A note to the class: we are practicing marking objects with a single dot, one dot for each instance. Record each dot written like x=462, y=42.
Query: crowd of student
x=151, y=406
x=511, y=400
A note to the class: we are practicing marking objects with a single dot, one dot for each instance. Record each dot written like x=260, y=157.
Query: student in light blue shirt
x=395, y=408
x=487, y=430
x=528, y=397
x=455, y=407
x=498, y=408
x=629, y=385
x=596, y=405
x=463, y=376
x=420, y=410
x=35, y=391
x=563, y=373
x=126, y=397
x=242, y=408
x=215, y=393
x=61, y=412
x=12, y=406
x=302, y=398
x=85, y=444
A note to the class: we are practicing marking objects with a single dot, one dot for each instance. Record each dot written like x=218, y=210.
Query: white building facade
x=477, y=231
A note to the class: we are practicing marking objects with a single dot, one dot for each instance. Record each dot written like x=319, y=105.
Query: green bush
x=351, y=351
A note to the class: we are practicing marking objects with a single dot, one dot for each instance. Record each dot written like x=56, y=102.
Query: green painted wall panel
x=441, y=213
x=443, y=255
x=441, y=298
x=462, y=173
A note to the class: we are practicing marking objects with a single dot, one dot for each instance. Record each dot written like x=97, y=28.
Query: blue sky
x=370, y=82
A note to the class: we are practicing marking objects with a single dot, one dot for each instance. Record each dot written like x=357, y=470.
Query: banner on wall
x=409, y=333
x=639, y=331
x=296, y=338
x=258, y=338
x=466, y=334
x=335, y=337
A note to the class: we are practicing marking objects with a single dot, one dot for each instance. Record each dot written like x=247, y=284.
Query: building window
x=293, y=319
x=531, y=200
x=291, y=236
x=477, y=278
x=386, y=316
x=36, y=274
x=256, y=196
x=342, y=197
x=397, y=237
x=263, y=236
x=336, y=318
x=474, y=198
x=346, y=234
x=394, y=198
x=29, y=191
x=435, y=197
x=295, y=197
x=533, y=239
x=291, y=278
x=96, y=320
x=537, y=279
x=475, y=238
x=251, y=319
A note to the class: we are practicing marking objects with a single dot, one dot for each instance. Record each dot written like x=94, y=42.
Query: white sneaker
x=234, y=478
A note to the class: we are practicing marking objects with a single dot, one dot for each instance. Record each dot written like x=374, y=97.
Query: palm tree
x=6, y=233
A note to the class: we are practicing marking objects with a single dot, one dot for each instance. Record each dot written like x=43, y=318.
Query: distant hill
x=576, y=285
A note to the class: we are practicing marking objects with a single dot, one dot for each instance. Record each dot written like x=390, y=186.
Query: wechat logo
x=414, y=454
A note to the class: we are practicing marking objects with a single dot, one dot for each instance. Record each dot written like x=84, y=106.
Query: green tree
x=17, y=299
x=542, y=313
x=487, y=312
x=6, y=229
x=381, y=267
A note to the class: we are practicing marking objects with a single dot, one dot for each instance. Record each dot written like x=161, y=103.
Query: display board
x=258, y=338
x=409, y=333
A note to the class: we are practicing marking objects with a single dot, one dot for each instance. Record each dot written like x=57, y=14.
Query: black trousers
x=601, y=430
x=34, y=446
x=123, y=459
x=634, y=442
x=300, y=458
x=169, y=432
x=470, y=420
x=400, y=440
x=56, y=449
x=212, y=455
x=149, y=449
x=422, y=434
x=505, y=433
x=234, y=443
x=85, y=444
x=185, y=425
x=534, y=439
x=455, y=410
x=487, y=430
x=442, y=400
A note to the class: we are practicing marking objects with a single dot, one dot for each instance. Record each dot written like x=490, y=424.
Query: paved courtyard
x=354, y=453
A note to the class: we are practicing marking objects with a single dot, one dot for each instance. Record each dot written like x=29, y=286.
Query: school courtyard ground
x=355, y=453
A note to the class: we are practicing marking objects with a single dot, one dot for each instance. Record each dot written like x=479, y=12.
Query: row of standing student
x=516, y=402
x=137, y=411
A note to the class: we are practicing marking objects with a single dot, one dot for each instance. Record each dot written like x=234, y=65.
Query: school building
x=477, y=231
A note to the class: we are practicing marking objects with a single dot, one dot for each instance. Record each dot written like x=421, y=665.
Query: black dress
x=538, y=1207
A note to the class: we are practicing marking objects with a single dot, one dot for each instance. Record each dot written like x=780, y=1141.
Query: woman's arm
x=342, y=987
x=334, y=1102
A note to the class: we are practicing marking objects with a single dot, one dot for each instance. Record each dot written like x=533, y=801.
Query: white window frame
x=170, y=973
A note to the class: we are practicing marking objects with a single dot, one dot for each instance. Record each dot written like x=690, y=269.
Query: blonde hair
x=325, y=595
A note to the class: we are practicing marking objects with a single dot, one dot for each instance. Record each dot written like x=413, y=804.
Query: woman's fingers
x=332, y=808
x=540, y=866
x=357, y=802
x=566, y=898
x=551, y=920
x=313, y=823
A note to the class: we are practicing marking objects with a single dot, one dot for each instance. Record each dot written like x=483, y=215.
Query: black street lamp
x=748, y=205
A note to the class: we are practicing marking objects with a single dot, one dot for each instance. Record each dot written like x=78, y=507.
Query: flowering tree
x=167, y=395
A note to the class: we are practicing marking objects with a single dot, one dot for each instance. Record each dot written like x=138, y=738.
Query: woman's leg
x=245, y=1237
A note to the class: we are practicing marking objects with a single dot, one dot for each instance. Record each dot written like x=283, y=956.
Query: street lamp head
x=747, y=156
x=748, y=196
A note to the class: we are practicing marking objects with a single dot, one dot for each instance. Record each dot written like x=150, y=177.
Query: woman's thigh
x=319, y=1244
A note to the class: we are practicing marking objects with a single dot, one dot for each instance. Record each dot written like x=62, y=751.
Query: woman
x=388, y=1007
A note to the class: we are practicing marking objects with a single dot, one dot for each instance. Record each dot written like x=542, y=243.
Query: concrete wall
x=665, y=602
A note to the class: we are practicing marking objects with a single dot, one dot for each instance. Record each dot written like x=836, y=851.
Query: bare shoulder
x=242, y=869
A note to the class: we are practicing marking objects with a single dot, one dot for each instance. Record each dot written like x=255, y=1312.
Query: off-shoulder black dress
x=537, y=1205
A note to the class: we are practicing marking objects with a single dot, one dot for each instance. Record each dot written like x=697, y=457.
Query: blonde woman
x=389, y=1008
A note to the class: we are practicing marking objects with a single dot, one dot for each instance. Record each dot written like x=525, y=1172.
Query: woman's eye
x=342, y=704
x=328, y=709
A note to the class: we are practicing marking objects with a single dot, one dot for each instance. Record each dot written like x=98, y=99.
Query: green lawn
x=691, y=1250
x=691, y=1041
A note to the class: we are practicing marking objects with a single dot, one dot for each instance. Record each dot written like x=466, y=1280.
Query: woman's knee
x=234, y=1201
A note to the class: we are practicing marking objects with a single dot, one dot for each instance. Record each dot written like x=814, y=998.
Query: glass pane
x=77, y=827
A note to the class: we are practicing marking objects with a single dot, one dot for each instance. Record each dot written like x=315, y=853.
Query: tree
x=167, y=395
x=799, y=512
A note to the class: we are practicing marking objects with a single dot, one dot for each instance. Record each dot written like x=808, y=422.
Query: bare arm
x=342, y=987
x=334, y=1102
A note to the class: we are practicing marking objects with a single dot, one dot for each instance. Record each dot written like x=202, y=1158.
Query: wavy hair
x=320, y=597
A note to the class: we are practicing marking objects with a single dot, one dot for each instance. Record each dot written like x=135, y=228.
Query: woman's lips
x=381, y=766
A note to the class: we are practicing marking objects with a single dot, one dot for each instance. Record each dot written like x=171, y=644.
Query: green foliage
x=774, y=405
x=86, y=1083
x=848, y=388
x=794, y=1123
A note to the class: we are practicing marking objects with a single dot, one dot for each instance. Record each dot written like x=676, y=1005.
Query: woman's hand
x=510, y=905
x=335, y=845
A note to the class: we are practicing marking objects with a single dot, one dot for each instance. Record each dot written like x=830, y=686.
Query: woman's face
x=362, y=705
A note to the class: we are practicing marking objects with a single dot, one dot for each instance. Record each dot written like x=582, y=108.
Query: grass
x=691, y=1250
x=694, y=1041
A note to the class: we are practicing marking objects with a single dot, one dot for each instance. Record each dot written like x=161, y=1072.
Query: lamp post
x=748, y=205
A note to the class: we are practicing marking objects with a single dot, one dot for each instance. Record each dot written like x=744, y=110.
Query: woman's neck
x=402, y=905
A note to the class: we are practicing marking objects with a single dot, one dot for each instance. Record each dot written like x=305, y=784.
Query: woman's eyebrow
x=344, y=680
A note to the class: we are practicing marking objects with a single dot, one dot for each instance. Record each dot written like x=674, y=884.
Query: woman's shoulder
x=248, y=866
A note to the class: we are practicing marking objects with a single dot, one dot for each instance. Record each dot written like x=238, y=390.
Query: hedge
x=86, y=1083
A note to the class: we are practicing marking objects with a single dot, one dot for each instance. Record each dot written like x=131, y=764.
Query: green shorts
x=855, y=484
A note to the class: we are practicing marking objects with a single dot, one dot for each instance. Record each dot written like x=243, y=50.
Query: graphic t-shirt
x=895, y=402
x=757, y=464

--*--

_COMPITO BREVE:_
Trascrivi senza alcuna modifica le righe dei record dalla riga che contiene "like x=150, y=177." alla riga che contiene "x=319, y=1244", incluse entrambe.

_RISPOSTA CORRETTA:_
A note to the class: we are practicing marking objects with a single dot, one dot for each instance. Record each dot written like x=150, y=177.
Query: woman's thigh
x=319, y=1244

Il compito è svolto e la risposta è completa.